[YOUR INSTRUCTIONS]: Show every line from the rows below that contains the word "hockey", copying each line in full.

[MATERIAL]:
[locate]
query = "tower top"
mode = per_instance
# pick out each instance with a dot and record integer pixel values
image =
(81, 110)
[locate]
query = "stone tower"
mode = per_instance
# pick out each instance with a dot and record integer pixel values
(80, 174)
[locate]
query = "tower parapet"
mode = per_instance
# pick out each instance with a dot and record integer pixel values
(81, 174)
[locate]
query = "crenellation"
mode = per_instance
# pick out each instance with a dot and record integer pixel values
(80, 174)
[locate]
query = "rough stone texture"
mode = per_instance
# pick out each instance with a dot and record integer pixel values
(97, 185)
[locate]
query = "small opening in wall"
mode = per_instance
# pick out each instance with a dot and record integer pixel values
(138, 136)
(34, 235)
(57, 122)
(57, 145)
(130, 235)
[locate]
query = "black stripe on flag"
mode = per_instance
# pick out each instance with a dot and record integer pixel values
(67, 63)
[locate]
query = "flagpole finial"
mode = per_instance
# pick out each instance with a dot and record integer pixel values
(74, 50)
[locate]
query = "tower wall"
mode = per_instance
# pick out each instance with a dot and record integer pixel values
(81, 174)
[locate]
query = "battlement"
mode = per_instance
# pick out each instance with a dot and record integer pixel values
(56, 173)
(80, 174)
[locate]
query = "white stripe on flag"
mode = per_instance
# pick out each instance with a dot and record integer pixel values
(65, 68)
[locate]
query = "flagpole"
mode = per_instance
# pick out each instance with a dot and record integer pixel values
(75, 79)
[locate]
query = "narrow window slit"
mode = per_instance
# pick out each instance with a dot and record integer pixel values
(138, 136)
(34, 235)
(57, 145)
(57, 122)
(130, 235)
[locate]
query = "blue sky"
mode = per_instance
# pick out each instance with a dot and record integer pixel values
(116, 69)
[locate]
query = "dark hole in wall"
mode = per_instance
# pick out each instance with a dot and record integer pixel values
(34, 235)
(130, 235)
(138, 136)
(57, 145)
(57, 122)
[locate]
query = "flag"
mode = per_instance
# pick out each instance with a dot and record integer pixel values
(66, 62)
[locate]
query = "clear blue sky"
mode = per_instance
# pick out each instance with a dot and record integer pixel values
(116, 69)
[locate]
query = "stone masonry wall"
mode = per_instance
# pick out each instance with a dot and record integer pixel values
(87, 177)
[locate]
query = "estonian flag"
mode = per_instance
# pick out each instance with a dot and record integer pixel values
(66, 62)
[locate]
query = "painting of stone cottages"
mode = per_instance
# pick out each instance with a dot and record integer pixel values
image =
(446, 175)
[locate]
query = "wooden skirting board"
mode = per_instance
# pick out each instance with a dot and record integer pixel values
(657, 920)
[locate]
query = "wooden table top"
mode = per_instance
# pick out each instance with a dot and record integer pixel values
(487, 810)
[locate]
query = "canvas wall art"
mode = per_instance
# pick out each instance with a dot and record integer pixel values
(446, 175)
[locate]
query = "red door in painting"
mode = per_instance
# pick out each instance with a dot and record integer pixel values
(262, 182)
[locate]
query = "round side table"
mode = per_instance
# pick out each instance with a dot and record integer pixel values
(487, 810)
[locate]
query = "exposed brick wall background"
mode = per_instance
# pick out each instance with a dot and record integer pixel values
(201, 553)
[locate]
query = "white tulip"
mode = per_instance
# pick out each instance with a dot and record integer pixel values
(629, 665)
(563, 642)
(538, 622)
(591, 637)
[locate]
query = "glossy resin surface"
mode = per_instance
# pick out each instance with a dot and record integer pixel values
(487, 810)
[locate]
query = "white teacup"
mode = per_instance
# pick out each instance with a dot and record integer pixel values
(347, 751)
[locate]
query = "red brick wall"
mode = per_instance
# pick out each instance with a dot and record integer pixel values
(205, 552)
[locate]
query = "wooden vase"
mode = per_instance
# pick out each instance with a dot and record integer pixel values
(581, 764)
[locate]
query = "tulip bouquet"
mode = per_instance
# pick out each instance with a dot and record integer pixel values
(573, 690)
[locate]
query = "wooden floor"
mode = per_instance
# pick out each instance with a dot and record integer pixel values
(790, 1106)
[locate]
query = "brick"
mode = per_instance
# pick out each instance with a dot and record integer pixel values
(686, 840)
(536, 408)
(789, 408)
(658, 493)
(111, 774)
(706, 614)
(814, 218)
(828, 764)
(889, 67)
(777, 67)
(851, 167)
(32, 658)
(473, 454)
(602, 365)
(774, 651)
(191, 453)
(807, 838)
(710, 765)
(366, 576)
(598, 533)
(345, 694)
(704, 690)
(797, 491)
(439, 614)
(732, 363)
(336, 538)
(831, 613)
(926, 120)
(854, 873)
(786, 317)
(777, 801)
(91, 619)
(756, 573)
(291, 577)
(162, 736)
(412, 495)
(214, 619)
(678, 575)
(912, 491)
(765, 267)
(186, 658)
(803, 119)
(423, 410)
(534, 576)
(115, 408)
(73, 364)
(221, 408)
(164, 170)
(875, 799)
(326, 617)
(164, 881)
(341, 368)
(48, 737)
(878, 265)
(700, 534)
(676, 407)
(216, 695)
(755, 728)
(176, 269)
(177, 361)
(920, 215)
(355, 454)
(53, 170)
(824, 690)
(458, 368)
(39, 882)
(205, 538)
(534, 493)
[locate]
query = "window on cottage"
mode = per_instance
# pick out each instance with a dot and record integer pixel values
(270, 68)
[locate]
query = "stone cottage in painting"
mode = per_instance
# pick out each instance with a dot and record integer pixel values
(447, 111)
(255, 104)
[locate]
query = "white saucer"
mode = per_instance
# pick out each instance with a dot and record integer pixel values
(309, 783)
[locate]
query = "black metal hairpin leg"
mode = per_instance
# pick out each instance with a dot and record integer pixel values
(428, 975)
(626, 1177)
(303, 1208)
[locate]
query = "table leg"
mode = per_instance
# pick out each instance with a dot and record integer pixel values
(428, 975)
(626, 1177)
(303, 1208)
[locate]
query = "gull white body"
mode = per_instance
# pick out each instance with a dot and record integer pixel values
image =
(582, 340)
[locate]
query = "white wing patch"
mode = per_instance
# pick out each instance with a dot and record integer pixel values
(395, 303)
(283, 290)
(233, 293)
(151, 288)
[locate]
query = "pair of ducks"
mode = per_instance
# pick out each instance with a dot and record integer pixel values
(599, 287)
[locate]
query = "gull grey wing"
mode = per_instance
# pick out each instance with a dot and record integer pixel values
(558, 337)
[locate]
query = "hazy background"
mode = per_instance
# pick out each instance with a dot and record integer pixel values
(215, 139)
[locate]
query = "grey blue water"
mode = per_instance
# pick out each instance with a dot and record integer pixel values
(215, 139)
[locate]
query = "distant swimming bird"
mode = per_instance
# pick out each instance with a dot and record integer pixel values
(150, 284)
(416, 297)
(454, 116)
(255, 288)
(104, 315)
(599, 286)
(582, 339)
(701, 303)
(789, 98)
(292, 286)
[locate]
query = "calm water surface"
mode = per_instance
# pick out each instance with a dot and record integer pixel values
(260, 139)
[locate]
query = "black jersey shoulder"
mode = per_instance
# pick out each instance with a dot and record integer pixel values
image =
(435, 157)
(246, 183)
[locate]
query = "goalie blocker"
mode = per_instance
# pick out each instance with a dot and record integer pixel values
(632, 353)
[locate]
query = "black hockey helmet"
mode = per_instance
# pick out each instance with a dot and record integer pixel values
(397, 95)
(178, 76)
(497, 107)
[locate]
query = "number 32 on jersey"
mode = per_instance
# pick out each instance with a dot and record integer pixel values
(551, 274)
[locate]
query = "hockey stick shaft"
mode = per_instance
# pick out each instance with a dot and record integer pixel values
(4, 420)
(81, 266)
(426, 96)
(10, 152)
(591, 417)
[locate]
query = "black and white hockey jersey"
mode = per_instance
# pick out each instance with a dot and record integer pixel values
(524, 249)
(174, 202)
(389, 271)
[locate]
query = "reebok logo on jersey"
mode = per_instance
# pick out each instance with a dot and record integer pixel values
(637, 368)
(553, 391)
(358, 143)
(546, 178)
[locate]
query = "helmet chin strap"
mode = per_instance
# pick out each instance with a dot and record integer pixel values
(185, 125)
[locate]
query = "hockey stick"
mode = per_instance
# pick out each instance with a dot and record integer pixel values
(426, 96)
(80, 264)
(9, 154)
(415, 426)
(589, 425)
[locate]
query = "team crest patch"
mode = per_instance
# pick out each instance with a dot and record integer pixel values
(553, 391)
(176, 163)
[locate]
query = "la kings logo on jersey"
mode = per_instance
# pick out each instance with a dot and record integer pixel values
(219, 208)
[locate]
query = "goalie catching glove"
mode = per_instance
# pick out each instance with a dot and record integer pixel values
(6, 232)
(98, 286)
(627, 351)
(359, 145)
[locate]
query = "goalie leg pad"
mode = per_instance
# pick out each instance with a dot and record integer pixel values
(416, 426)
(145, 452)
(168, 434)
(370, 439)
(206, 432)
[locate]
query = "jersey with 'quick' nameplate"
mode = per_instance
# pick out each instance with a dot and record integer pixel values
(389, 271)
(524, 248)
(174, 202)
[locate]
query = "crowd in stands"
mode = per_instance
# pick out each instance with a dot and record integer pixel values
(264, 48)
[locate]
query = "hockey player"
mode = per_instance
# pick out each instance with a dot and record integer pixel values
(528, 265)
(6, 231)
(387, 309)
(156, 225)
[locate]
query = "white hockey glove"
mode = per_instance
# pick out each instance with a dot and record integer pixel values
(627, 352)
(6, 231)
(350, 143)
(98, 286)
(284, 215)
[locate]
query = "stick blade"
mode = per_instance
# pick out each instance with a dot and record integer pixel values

[TASK OUTPUT]:
query = "black hockey helmet"
query = "hockey stick shaft"
query = "black and white hockey jersey"
query = "hockey stick"
query = "hockey player"
query = "white hockey glove"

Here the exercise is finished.